## [Directions]
1. Update the passage from the essay on Turkey's hedging strategy, writing it out starting at "Soros’s claim is" and ending at "the energy-hub ambition.", with "equilibrium" changed to "balance".
2. Decide whether each statement agrees with the essay on Turkey and the Iran war, answering yes or no and quoting the deciding words: (a) The structural ceiling on the strategy has held since 2002. (b) Tol's commentary identifies three openings Turkey is moving on. (c) Erdoğan has been pitching Istanbul as the gas crossroads of Eurasia for roughly two decades.
3. Proceed with the essay on Turkey and the Iran war, continuing it from its final sentence.

## [Document excerpt]
The S-400 is not a contradiction with NATO’s Article 5.
The Hamas dialogue is not a contradiction with the seat on Trump’s Gaza Board of Peace.
Each of these pairings is the product itself. The product is unambiguity for everyone except the person reading the contract from outside.
What Mankoff and Bergmann correctly note — and what every honest analyst since Davutoğlu has had to concede — is that the strategy has a structural ceiling.
Turkey’s profound economic dependencies on Western capital markets, NATO’s nuclear umbrella, the dollar payment system, and Western tourism revenue place a hard limit on how far the hedge can be stretched before it tears.
That ceiling has held since 2002.
Whether it holds through the next decade is the open question this piece will close on. But for now, on 11 May 2026, the hedge is paying.
The income is real — The customer list is intact — The toolkit is solvent.
The Iran war added a customer.
The War That Arrived
I have been writing about the Strait of Hormuz since the first week of March.
The Same Room (3 May) walked through Bassam Fattouh and Andreas Economou’s OIES paper on the regime break.
Kilian Picks Up the Pencil (17 April) framed the Dallas Fed inflation pricing of the closure scenarios.
The Battle-Tested Stack (8 April) covered the AI-targeting architecture inside Operation Epic Fury.
None of those pieces were primarily about Turkey.
This one is.
Gönül Tol’s 16 April Middle East Institute commentary — Turkey Sees Short-Term Pain, Long-Term Gain in the Iran War — is the cleanest single document that anyone has written about how Ankara reads the war.
I want to engage with it directly, because the Tol piece identifies four openings Turkey is moving on, and I want to argue that all four are versions of the same trade — and that the trade is reflexive in the strict Soros sense.
Reflexivity, briefly, because it matters here.
Soros’s claim is that in markets with thinking participants, the participants’ perception of the fundamentals shapes the fundamentals themselves.
There is no equilibrium between perception and reality.
There is feedback.
Perceptions shift the world the perceiver is trying to perceive, and the world then shifts the perception. Bubbles inflate not because investors are wrong about prices but because investors believing prices will rise causes prices to rise.
The thinking participant changes the system by participating in it.
The Iran war is doing this to Turkey’s regional position right now.
The first opening Tol identifies is the energy-hub ambition.
Erdoğan has been pitching Istanbul as the gas crossroads of Eurasia for the better part of two decades.

## [Entries]

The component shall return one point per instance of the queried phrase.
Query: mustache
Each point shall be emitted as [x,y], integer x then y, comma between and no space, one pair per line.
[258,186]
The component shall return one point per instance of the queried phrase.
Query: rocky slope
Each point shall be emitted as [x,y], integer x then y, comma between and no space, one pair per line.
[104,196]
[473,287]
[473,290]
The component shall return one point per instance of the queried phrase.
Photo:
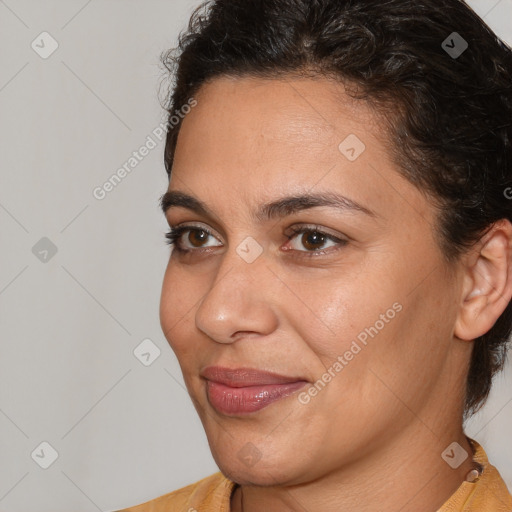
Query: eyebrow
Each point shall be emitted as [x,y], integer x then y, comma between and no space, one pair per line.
[274,209]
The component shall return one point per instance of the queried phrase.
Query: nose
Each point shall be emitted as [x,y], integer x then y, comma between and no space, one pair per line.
[239,301]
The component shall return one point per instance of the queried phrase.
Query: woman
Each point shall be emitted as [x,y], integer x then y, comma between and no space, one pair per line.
[339,289]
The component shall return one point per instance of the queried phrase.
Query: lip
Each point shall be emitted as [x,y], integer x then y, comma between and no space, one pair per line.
[241,391]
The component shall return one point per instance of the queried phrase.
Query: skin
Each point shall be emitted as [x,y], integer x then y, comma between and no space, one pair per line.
[372,438]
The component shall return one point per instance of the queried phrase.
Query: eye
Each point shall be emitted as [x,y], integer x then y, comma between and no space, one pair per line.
[189,238]
[313,239]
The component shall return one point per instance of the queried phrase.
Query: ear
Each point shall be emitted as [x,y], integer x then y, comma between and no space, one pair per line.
[487,285]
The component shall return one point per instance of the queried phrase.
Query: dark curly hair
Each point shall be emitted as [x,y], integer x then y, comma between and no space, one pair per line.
[449,116]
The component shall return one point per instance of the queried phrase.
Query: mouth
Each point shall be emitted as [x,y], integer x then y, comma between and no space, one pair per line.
[242,391]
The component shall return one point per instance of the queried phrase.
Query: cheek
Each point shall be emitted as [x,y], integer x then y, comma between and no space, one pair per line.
[176,307]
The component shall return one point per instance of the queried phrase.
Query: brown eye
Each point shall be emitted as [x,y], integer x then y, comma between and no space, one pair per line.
[197,237]
[313,240]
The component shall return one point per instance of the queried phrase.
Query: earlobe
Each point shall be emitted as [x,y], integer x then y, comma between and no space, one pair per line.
[487,288]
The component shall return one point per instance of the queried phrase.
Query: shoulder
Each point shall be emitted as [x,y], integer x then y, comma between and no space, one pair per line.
[488,493]
[210,493]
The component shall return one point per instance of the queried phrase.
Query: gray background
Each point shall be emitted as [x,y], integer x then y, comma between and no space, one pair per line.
[124,432]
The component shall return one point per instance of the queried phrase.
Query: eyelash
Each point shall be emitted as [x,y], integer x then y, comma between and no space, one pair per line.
[175,234]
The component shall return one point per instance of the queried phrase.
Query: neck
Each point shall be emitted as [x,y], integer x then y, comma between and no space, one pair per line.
[407,474]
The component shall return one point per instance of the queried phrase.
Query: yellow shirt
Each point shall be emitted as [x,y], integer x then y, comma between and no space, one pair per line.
[212,494]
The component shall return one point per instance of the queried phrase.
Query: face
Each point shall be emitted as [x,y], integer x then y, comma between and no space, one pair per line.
[348,298]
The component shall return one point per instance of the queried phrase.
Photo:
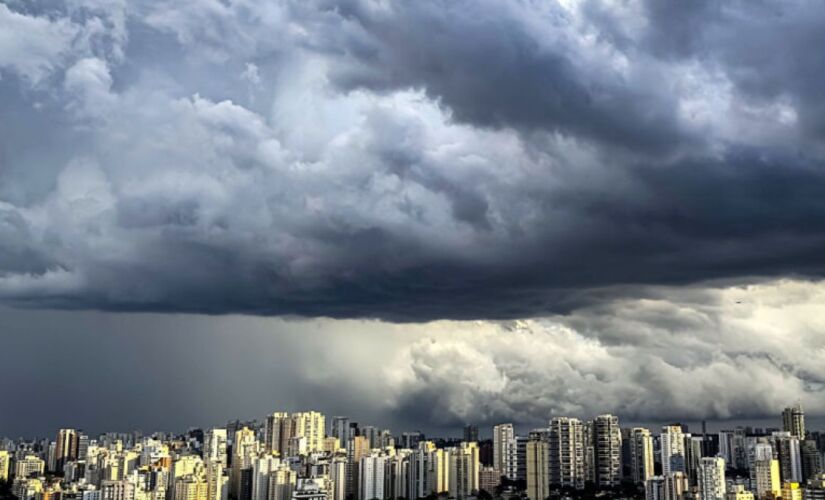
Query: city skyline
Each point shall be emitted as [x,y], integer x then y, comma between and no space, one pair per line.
[307,455]
[424,213]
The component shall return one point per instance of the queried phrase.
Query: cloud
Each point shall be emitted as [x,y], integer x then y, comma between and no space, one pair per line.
[337,159]
[710,353]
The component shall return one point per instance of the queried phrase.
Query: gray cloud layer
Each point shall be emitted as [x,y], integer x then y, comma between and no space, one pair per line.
[406,161]
[686,353]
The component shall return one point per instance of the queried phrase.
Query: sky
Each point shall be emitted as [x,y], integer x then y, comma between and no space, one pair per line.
[416,213]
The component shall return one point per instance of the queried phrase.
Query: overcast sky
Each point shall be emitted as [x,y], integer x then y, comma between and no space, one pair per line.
[420,212]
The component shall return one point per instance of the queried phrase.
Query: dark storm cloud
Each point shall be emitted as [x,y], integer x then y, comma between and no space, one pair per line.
[405,161]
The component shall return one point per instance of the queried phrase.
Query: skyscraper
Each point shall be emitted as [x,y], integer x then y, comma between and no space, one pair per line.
[711,478]
[641,455]
[371,480]
[566,458]
[538,478]
[5,462]
[277,434]
[470,433]
[340,429]
[790,456]
[502,434]
[767,478]
[464,471]
[214,446]
[793,421]
[811,459]
[66,447]
[672,442]
[607,448]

## [Answers by task]
1.
Soros’s claim is that in markets with thinking participants, the participants’ perception of the fundamentals shapes the fundamentals themselves.
There is no balance between perception and reality.
There is feedback.
Perceptions shift the world the perceiver is trying to perceive, and the world then shifts the perception. Bubbles inflate not because investors are wrong about prices but because investors believing prices will rise causes prices to rise.
The thinking participant changes the system by participating in it.
The Iran war is doing this to Turkey’s regional position right now.
The first opening Tol identifies is the energy-hub ambition.

2.
(a) Yes: "That ceiling has held since 2002."
(b) No: "the Tol piece identifies four openings Turkey is moving on"
(c) Yes: "Erdoğan has been pitching Istanbul as the gas crossroads of Eurasia for the better part of two decades."

3.
Until 28 February, the pitch was structurally hollow because the alternative routes — the Saudi East-West pipeline, the UAE’s ADCOP to Fujairah, the Qatari undersea grid — all bypassed Turkey, while the Strait of Hormuz handled twenty million barrels a day and there was no reason to need overland.
The closure has rebuilt the case from the demand side. With Hormuz dark and the Gulf monarchies actively shopping for non-maritime crude routes, the Iraq Development Road from Basra and the Kirkuk-Ceyhan reactivation suddenly have customers willing to underwrite the financing.
Energy Minister Bayraktar’s October pitch in Moscow about Azerbaijani gas through TANAP and TurkStream’s surge to 10 bcm in H1 2025 was forward-looking.
The post-28 February pitch is reactive — Turkey is the pipeline that already exists, and the Gulf needs pipelines.
The second opening is defence exports.

Tol notes that Saudi state defence firm SAMI is now in localisation talks with Baykar and Aselsan. Turkey’s largest-ever defence export deal, signed during Erdoğan’s 3 February Riyadh visit, was for Bayraktar Akıncı UCAVs and is being expanded to include warships, tanks, missile systems, and partnership in the Kaan fighter programme.
The UAE relationship is moving into joint projects between Baykar and EDGE.
Qatar is anchored by the Turkish base.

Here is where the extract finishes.